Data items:
------------------------------------

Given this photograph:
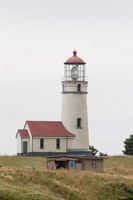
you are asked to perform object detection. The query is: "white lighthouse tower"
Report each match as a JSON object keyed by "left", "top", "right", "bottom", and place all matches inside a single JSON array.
[{"left": 61, "top": 51, "right": 89, "bottom": 153}]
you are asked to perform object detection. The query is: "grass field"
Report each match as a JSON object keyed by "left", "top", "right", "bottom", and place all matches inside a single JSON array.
[{"left": 0, "top": 156, "right": 133, "bottom": 200}]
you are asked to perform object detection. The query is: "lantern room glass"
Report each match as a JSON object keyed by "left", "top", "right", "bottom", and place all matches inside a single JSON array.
[{"left": 63, "top": 64, "right": 86, "bottom": 81}]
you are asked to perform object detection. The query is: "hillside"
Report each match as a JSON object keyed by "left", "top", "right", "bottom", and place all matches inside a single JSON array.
[{"left": 0, "top": 156, "right": 133, "bottom": 200}]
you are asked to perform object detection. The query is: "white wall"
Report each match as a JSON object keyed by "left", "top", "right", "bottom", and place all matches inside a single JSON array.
[{"left": 61, "top": 82, "right": 89, "bottom": 149}]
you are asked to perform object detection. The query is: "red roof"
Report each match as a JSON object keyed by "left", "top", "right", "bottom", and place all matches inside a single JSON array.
[
  {"left": 18, "top": 129, "right": 29, "bottom": 137},
  {"left": 26, "top": 121, "right": 75, "bottom": 137},
  {"left": 65, "top": 51, "right": 85, "bottom": 64}
]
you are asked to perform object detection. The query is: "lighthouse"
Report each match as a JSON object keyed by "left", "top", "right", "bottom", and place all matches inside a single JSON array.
[{"left": 61, "top": 51, "right": 90, "bottom": 154}]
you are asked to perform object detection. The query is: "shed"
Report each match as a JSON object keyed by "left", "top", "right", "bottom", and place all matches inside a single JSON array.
[{"left": 47, "top": 155, "right": 103, "bottom": 172}]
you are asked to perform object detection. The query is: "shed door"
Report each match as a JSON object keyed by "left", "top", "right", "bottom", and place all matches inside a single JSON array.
[
  {"left": 23, "top": 142, "right": 27, "bottom": 153},
  {"left": 76, "top": 163, "right": 82, "bottom": 170}
]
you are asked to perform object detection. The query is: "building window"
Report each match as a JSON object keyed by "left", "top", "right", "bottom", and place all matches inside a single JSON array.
[
  {"left": 91, "top": 160, "right": 97, "bottom": 168},
  {"left": 77, "top": 118, "right": 81, "bottom": 128},
  {"left": 78, "top": 84, "right": 81, "bottom": 92},
  {"left": 56, "top": 139, "right": 60, "bottom": 149},
  {"left": 40, "top": 139, "right": 44, "bottom": 149}
]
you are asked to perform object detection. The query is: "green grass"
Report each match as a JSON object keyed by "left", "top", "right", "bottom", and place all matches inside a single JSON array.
[{"left": 0, "top": 156, "right": 133, "bottom": 200}]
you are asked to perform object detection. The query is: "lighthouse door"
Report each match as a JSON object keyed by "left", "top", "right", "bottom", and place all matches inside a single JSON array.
[{"left": 23, "top": 142, "right": 27, "bottom": 153}]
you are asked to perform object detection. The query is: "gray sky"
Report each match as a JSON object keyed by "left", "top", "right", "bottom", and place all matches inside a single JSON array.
[{"left": 0, "top": 0, "right": 133, "bottom": 155}]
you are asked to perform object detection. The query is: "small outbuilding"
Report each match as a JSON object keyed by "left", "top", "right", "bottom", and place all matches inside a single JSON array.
[{"left": 47, "top": 155, "right": 103, "bottom": 172}]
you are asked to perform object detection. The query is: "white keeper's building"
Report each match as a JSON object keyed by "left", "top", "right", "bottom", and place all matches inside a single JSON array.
[{"left": 16, "top": 51, "right": 90, "bottom": 156}]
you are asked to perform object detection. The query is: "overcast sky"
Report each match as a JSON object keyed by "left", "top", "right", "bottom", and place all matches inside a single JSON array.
[{"left": 0, "top": 0, "right": 133, "bottom": 155}]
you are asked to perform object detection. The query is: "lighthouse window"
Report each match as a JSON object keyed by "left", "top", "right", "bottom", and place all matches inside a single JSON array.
[
  {"left": 56, "top": 139, "right": 60, "bottom": 149},
  {"left": 77, "top": 118, "right": 81, "bottom": 128},
  {"left": 78, "top": 84, "right": 81, "bottom": 92}
]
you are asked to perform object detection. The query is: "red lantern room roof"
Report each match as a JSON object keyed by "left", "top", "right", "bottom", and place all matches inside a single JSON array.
[{"left": 64, "top": 50, "right": 85, "bottom": 64}]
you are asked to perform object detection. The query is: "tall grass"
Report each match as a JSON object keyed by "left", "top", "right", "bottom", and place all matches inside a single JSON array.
[{"left": 0, "top": 157, "right": 133, "bottom": 200}]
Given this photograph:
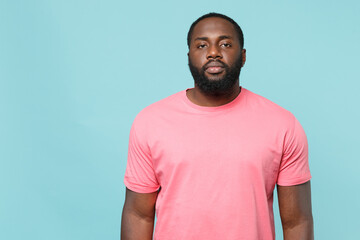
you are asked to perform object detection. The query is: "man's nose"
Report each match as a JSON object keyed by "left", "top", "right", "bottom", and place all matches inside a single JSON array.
[{"left": 206, "top": 45, "right": 222, "bottom": 59}]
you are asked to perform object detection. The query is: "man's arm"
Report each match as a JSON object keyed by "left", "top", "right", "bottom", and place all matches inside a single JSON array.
[
  {"left": 121, "top": 188, "right": 158, "bottom": 240},
  {"left": 277, "top": 181, "right": 314, "bottom": 240}
]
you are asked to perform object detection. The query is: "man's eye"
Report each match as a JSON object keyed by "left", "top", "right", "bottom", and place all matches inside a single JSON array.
[{"left": 221, "top": 43, "right": 231, "bottom": 47}]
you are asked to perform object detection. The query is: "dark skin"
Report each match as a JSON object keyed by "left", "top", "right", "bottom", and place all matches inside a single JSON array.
[
  {"left": 121, "top": 17, "right": 314, "bottom": 240},
  {"left": 187, "top": 18, "right": 246, "bottom": 107}
]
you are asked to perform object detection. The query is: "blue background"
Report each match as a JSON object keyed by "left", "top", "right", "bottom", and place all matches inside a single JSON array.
[{"left": 0, "top": 0, "right": 360, "bottom": 240}]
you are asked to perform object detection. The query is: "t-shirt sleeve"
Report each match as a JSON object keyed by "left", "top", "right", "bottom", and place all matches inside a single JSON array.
[
  {"left": 277, "top": 115, "right": 311, "bottom": 186},
  {"left": 124, "top": 118, "right": 160, "bottom": 193}
]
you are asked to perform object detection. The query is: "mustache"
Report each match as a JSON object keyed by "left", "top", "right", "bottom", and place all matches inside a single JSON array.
[{"left": 202, "top": 60, "right": 228, "bottom": 70}]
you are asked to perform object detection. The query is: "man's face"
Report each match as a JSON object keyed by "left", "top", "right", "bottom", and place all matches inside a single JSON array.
[{"left": 188, "top": 17, "right": 245, "bottom": 94}]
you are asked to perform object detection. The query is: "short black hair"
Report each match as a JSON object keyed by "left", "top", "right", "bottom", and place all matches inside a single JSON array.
[{"left": 187, "top": 12, "right": 244, "bottom": 48}]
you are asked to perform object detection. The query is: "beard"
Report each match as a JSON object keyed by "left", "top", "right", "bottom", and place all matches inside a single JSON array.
[{"left": 188, "top": 54, "right": 242, "bottom": 95}]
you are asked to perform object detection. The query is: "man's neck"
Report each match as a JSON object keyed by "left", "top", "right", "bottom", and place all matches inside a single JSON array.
[{"left": 186, "top": 82, "right": 241, "bottom": 107}]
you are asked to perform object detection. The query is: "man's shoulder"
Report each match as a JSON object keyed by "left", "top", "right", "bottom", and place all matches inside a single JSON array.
[
  {"left": 246, "top": 89, "right": 294, "bottom": 119},
  {"left": 135, "top": 90, "right": 185, "bottom": 125}
]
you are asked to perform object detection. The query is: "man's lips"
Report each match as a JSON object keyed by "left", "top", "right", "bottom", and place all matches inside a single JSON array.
[
  {"left": 205, "top": 62, "right": 224, "bottom": 74},
  {"left": 205, "top": 67, "right": 224, "bottom": 74}
]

------------------------------------

- Aim of the exercise -
Pull out every line of the data above that contains the word "door". Copy each of those lines in full.

- Solution for this task -
you are asked to perform object detection. The query is: "shed door"
you are asked to perform object detection. The query is: "lighthouse door"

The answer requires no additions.